▸ Your assignment
Go through the lines below and copy each one that holds the string "chair".

*** Opening of Data excerpts ***

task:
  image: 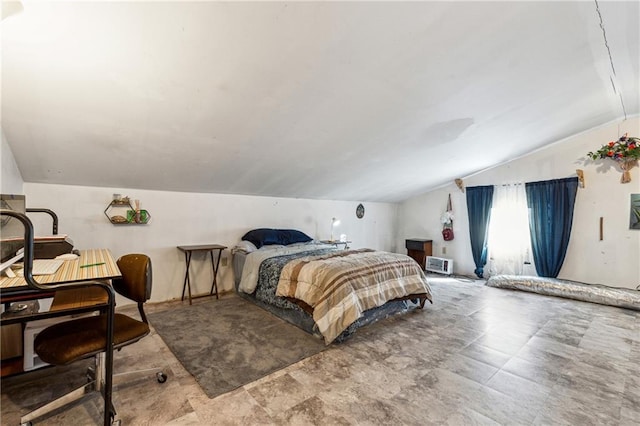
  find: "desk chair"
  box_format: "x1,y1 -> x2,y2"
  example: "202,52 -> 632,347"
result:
21,254 -> 167,426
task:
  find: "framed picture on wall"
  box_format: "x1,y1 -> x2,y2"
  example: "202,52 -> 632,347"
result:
630,194 -> 640,230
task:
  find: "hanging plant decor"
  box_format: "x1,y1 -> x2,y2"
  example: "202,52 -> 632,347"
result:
588,133 -> 640,183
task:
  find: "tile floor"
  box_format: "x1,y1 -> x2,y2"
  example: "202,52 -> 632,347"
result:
2,277 -> 639,425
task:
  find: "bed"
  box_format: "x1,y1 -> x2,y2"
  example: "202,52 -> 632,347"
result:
232,228 -> 432,344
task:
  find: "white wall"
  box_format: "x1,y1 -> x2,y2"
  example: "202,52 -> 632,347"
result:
398,117 -> 640,290
12,117 -> 640,299
24,183 -> 398,302
0,130 -> 24,194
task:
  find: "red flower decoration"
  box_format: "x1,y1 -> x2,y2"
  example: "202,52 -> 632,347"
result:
588,133 -> 640,162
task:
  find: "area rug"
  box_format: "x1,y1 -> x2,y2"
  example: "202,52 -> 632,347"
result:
148,296 -> 326,399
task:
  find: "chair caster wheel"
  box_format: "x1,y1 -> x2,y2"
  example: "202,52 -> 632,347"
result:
109,410 -> 121,426
86,366 -> 95,382
157,372 -> 167,383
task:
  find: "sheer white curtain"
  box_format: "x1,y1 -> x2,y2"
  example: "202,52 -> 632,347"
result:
487,183 -> 532,276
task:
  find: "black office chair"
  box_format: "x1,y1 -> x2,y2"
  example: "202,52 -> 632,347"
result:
20,254 -> 167,426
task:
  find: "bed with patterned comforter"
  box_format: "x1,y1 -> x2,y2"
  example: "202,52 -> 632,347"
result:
236,243 -> 432,344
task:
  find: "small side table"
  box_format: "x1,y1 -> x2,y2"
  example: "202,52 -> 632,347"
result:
177,244 -> 227,305
319,240 -> 352,250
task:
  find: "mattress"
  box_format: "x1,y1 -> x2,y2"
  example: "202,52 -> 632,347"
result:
233,243 -> 429,343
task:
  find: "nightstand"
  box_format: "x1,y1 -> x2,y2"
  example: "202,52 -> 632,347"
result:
320,240 -> 351,250
405,239 -> 433,270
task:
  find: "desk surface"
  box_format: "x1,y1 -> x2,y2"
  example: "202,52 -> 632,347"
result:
177,244 -> 227,252
0,249 -> 121,293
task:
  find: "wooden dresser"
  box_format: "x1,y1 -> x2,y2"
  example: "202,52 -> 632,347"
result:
405,239 -> 433,270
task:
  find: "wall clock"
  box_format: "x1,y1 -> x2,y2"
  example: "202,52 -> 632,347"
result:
356,203 -> 365,219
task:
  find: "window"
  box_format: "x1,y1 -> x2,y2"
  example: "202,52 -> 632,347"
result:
487,183 -> 532,276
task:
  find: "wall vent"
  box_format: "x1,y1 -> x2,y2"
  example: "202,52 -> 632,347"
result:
425,256 -> 453,275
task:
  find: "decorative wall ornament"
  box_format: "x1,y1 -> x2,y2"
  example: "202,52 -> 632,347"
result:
587,133 -> 640,183
441,194 -> 454,241
356,203 -> 365,219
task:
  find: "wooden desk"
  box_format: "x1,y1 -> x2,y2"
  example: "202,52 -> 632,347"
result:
1,248 -> 121,323
1,248 -> 121,287
1,249 -> 121,301
1,249 -> 121,377
177,244 -> 227,305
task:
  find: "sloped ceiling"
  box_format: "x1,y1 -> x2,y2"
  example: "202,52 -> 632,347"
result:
2,1 -> 638,202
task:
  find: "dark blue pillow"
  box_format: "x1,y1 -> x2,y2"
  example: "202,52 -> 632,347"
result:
277,229 -> 313,245
241,228 -> 312,248
241,228 -> 280,248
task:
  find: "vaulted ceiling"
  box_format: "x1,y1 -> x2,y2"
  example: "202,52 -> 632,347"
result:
2,1 -> 638,202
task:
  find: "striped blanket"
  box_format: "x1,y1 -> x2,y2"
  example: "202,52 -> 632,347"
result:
276,249 -> 432,344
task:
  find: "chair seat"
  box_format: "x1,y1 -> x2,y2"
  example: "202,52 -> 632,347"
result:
34,313 -> 150,365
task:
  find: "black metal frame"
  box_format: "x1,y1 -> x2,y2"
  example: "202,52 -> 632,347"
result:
179,246 -> 224,305
25,208 -> 59,235
0,209 -> 116,426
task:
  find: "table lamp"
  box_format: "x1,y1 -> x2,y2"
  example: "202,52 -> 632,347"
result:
330,217 -> 341,242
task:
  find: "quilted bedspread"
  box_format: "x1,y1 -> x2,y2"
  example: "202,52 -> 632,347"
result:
276,249 -> 432,344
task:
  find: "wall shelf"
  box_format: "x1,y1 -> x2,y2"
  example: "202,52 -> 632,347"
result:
104,199 -> 150,225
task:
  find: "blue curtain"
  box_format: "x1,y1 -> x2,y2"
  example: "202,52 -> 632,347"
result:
466,185 -> 494,278
525,177 -> 578,278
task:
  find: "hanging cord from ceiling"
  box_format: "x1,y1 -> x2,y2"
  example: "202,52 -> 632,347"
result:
594,0 -> 627,120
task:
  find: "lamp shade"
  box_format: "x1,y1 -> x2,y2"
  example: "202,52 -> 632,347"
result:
330,217 -> 341,241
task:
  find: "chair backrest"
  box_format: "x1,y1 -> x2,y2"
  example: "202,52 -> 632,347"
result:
112,254 -> 152,321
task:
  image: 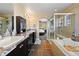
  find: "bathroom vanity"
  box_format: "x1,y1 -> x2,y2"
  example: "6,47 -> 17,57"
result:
6,36 -> 28,56
0,30 -> 36,56
0,15 -> 37,56
7,31 -> 36,56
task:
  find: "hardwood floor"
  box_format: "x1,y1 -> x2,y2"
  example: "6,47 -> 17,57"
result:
31,40 -> 53,56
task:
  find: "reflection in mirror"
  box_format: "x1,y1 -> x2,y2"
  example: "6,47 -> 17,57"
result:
0,16 -> 14,38
55,15 -> 73,39
5,16 -> 14,36
0,3 -> 14,40
0,17 -> 9,36
48,13 -> 74,40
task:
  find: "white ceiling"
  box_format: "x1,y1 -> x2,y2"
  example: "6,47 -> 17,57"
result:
0,3 -> 72,18
23,3 -> 72,19
0,3 -> 13,15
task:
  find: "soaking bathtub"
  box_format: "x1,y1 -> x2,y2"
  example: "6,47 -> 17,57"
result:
51,38 -> 79,56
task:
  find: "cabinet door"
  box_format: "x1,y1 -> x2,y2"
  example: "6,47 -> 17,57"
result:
19,39 -> 28,56
7,41 -> 25,56
7,35 -> 35,56
16,40 -> 26,56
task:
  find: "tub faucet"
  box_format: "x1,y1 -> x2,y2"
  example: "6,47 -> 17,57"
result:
72,32 -> 76,41
71,32 -> 79,41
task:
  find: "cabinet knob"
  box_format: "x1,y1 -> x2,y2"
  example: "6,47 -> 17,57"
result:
19,44 -> 23,48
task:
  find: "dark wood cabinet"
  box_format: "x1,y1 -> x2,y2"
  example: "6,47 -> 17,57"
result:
7,32 -> 36,56
7,39 -> 28,56
27,32 -> 36,54
16,16 -> 26,34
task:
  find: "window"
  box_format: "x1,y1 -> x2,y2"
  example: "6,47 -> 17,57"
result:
65,15 -> 71,26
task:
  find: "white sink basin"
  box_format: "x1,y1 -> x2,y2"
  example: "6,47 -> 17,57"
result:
0,36 -> 24,49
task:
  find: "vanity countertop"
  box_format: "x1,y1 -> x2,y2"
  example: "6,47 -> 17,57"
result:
0,30 -> 35,56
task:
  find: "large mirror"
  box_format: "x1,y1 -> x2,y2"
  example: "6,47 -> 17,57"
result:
0,3 -> 14,38
0,17 -> 8,35
0,16 -> 14,37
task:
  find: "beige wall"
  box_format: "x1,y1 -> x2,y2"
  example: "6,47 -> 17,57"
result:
13,4 -> 26,18
25,9 -> 37,29
25,8 -> 50,29
13,4 -> 26,34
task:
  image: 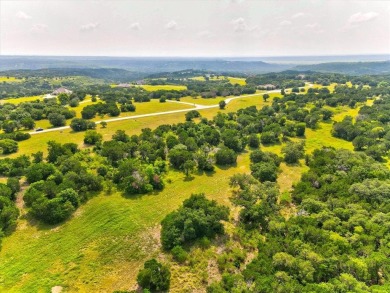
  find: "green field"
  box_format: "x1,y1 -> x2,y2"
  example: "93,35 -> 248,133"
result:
190,76 -> 246,85
139,85 -> 187,91
0,76 -> 23,83
227,77 -> 246,85
180,96 -> 227,105
1,95 -> 44,104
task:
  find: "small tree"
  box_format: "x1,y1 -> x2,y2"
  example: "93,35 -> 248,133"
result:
84,130 -> 103,145
183,160 -> 196,177
219,100 -> 226,110
282,142 -> 305,164
0,139 -> 18,154
70,118 -> 88,132
100,121 -> 107,128
263,93 -> 270,102
48,113 -> 66,127
137,259 -> 171,292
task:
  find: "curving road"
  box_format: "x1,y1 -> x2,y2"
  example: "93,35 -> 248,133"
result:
28,88 -> 290,135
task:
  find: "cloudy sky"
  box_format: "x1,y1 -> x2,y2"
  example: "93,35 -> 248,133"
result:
0,0 -> 389,57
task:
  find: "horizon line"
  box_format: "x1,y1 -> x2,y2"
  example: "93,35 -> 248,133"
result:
1,53 -> 390,59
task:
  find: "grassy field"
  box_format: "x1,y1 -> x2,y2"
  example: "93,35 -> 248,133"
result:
180,96 -> 227,105
190,76 -> 246,85
227,77 -> 246,85
0,77 -> 23,83
139,85 -> 187,91
1,96 -> 44,104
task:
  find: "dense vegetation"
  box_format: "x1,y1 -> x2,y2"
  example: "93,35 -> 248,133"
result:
208,148 -> 390,292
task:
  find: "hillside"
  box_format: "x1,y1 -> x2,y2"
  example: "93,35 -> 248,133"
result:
0,56 -> 290,73
294,60 -> 390,75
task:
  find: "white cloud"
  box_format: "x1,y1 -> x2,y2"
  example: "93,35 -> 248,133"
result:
16,11 -> 32,19
165,20 -> 178,30
292,12 -> 305,19
80,22 -> 100,32
231,17 -> 257,32
279,20 -> 292,26
130,22 -> 141,30
30,24 -> 47,33
348,11 -> 378,25
341,11 -> 379,31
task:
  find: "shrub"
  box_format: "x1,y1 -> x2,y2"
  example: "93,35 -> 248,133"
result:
137,259 -> 170,292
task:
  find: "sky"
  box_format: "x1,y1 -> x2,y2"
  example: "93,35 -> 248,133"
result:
0,0 -> 389,57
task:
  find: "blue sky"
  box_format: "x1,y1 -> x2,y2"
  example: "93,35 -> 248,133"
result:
1,0 -> 389,56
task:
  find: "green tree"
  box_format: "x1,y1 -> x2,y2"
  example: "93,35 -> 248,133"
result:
84,130 -> 102,145
48,113 -> 66,127
100,121 -> 107,128
0,139 -> 18,154
70,118 -> 88,132
183,160 -> 196,177
219,100 -> 226,110
137,259 -> 171,292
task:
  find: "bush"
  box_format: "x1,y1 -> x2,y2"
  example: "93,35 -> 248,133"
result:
161,193 -> 229,250
137,259 -> 170,292
215,147 -> 237,165
185,110 -> 201,121
171,246 -> 188,263
0,139 -> 18,154
70,118 -> 88,132
84,130 -> 103,145
248,134 -> 260,148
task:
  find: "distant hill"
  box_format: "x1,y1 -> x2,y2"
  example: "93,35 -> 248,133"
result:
0,68 -> 144,82
0,56 -> 291,74
293,61 -> 390,75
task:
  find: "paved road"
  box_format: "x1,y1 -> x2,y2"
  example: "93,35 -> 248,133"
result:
28,88 -> 288,136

*** Close of Data excerpts ***

▸ Response area
  find: "desk chair"
  find: "chair caster wheel"
  find: "black office chair"
  find: "chair seat"
  find: "chair backrest"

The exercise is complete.